"""

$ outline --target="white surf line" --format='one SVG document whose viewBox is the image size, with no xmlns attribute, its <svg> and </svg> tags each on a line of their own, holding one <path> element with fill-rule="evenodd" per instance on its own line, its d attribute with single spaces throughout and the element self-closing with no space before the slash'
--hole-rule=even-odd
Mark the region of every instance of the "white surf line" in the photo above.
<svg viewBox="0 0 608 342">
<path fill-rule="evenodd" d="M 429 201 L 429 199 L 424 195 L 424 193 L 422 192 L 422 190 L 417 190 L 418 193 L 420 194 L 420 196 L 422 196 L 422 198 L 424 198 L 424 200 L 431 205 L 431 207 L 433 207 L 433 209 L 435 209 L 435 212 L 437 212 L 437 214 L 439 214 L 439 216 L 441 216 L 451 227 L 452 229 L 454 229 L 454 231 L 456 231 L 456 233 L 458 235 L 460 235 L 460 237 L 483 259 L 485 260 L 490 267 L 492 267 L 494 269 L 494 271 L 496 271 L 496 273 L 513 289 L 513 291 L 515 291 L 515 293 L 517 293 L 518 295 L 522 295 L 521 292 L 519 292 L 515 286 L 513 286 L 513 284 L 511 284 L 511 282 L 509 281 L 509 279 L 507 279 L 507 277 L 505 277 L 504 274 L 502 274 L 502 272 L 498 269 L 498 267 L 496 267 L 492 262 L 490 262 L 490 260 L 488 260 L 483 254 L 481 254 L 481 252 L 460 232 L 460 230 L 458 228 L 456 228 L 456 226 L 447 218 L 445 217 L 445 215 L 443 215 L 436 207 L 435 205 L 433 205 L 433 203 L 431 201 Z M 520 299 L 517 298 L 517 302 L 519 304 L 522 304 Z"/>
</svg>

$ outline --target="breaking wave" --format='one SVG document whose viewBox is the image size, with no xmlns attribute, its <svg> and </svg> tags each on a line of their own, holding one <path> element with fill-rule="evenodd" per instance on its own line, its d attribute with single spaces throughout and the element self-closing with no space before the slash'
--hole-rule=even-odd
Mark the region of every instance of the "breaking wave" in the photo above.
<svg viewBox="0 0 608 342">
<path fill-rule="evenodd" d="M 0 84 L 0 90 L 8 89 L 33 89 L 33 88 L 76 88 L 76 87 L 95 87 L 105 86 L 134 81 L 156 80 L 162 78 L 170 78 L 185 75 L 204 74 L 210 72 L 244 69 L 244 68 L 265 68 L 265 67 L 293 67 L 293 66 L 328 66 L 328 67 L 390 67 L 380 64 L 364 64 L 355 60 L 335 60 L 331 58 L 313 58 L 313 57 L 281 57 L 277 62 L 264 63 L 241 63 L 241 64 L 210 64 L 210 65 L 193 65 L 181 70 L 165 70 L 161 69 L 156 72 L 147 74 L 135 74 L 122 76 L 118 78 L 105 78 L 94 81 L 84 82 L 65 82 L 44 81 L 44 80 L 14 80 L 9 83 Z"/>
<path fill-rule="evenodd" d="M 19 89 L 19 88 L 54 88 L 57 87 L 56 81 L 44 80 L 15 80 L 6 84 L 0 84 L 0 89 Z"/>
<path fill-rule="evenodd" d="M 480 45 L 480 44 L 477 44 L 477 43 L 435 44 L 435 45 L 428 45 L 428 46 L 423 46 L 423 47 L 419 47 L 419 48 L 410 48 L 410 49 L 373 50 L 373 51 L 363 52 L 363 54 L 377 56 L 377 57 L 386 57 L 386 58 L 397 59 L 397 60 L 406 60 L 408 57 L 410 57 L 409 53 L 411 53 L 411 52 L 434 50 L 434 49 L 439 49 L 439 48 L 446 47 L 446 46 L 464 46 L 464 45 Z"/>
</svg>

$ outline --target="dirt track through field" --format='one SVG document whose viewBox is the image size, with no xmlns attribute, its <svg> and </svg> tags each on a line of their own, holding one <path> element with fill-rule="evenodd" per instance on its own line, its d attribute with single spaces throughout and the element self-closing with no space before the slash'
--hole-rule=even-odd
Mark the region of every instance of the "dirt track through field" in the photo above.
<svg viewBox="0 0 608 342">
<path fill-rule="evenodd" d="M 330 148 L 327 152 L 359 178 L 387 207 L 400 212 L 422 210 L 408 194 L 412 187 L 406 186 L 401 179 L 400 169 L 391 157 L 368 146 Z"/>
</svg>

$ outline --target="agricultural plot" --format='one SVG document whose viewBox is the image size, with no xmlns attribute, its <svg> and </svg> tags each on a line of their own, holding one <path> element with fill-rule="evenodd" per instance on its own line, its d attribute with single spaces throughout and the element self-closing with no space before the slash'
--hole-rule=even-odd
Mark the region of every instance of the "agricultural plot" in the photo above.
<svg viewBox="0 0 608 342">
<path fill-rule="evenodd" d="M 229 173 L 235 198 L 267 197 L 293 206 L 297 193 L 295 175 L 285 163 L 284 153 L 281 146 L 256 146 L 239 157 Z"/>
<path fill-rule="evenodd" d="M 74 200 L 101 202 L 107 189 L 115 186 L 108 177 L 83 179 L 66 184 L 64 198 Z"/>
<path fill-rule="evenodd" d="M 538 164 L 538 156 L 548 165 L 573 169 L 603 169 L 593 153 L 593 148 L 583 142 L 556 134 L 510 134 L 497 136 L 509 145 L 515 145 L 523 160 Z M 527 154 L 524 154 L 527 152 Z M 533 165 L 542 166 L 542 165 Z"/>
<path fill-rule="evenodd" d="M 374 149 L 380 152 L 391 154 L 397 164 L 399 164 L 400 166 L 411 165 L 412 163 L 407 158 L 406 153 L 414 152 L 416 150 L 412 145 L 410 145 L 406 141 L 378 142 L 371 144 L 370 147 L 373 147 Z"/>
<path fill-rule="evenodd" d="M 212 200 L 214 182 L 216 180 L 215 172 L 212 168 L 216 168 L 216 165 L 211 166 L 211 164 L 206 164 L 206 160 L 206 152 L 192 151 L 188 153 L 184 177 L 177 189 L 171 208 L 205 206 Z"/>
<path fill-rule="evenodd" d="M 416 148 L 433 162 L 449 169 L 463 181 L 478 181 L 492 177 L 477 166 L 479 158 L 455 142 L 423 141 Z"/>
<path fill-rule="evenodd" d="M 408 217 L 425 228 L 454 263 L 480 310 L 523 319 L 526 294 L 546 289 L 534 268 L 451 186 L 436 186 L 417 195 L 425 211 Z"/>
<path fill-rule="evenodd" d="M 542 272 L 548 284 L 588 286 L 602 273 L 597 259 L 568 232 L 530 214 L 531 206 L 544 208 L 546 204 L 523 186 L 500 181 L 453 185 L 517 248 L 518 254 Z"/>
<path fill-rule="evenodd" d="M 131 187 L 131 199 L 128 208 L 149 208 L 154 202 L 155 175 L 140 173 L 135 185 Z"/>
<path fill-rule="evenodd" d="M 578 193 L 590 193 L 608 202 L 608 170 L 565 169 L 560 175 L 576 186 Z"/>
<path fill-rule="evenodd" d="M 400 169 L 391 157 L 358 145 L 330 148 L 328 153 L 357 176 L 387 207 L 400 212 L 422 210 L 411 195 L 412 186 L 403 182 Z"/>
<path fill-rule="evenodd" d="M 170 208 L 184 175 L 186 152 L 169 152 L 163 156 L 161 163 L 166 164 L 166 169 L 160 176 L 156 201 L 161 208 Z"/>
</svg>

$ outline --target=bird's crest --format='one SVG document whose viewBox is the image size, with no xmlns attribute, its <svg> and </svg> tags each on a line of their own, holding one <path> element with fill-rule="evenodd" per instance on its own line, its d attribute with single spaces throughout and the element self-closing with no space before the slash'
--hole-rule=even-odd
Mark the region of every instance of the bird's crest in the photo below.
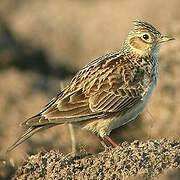
<svg viewBox="0 0 180 180">
<path fill-rule="evenodd" d="M 135 20 L 133 21 L 134 24 L 134 28 L 136 31 L 143 31 L 143 30 L 148 30 L 150 32 L 152 32 L 153 34 L 156 34 L 158 36 L 161 35 L 161 33 L 151 24 L 142 21 L 142 20 Z"/>
</svg>

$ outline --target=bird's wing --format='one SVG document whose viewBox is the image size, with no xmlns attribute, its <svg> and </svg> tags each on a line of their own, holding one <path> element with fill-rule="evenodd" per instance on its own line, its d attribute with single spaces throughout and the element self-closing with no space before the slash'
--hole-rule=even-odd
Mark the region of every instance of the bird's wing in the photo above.
<svg viewBox="0 0 180 180">
<path fill-rule="evenodd" d="M 23 126 L 74 123 L 126 112 L 142 100 L 143 72 L 119 53 L 90 62 L 70 85 Z"/>
</svg>

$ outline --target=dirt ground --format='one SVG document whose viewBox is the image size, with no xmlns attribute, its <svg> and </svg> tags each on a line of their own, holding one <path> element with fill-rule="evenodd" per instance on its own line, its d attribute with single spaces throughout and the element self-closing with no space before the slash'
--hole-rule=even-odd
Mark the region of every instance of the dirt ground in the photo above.
<svg viewBox="0 0 180 180">
<path fill-rule="evenodd" d="M 59 151 L 30 156 L 16 171 L 18 179 L 151 179 L 180 173 L 180 143 L 176 141 L 123 142 L 96 154 L 64 155 Z M 166 173 L 165 173 L 166 171 Z M 163 173 L 162 173 L 163 172 Z M 169 172 L 169 173 L 168 173 Z M 161 175 L 162 174 L 162 175 Z M 180 178 L 180 174 L 176 174 Z M 169 178 L 170 180 L 170 178 Z M 171 178 L 172 180 L 172 178 Z"/>
<path fill-rule="evenodd" d="M 93 168 L 95 165 L 99 168 L 103 153 L 105 157 L 113 153 L 119 156 L 126 149 L 124 142 L 132 143 L 127 146 L 131 148 L 135 147 L 137 140 L 143 147 L 148 146 L 149 142 L 158 142 L 162 147 L 167 145 L 170 148 L 169 154 L 172 154 L 168 156 L 172 158 L 169 162 L 173 162 L 173 153 L 179 156 L 179 145 L 172 152 L 170 143 L 179 142 L 180 139 L 179 8 L 179 0 L 1 0 L 0 179 L 10 179 L 15 173 L 16 178 L 23 177 L 23 173 L 26 174 L 24 169 L 32 164 L 33 158 L 39 159 L 38 167 L 42 158 L 51 156 L 59 156 L 57 162 L 60 163 L 61 160 L 64 163 L 65 154 L 72 151 L 70 127 L 65 125 L 33 136 L 8 155 L 5 152 L 24 132 L 18 124 L 38 113 L 90 60 L 119 49 L 135 19 L 146 20 L 163 34 L 176 38 L 175 41 L 164 44 L 160 50 L 158 86 L 142 116 L 111 133 L 112 139 L 120 144 L 119 148 L 104 151 L 94 135 L 75 128 L 77 152 L 93 154 L 80 156 L 77 162 L 87 162 L 87 166 L 90 166 L 88 163 L 92 160 L 96 162 Z M 168 141 L 163 139 L 163 142 L 162 138 L 167 138 Z M 119 163 L 121 162 L 120 160 Z M 110 161 L 108 163 L 112 165 Z M 178 174 L 179 171 L 173 170 L 175 166 L 171 165 L 168 166 L 172 167 L 171 171 L 162 165 L 157 178 L 169 176 L 172 179 L 173 174 Z M 80 171 L 78 167 L 70 166 L 76 173 Z M 113 174 L 113 167 L 110 166 L 107 170 L 103 166 L 103 174 Z M 60 172 L 57 165 L 54 168 Z M 66 168 L 62 169 L 65 174 Z M 91 170 L 93 171 L 88 167 L 83 168 L 83 172 Z M 136 170 L 132 175 L 139 175 L 136 172 L 139 171 Z M 162 177 L 159 176 L 161 173 Z M 55 174 L 52 177 L 55 179 Z M 118 177 L 129 176 L 119 174 Z"/>
</svg>

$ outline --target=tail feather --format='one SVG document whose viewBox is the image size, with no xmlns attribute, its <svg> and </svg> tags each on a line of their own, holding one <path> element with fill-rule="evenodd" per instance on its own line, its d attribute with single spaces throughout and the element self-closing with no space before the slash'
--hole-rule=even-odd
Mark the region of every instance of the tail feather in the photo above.
<svg viewBox="0 0 180 180">
<path fill-rule="evenodd" d="M 48 129 L 52 126 L 55 126 L 56 124 L 46 124 L 46 125 L 40 125 L 40 126 L 31 126 L 12 146 L 10 146 L 7 149 L 7 153 L 12 151 L 14 148 L 16 148 L 18 145 L 23 143 L 25 140 L 30 138 L 33 134 L 36 132 L 42 131 L 44 129 Z"/>
</svg>

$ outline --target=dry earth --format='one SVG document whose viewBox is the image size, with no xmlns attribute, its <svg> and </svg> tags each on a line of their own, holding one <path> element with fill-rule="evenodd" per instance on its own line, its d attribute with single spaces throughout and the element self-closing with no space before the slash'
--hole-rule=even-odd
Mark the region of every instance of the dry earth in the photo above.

"""

» Work instruction: Each line of the data that holds the word "earth" should be copied.

» Written response:
$ outline --target=dry earth --format='one SVG document whose viewBox is the image size, with no xmlns attribute, its <svg> and </svg> tags each on a line of their own, holding one <path> element with fill-rule="evenodd" per instance on its own line, its d attribute with single spaces throughout and the element self-closing with no space before the slash'
Mark the region of every instance of the dry earth in the photo above.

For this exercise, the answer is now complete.